DO THIS
Can you give all the records again without altering a single character?

MATERIAL SHOWN
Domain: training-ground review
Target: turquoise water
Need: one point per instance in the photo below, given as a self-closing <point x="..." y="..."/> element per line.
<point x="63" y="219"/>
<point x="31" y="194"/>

RESPONSE FOR THIS EXERCISE
Domain: training-ground review
Target: turquoise water
Need: one point per instance in the photo below, given as a self-closing <point x="..." y="..."/> element per line.
<point x="63" y="219"/>
<point x="31" y="194"/>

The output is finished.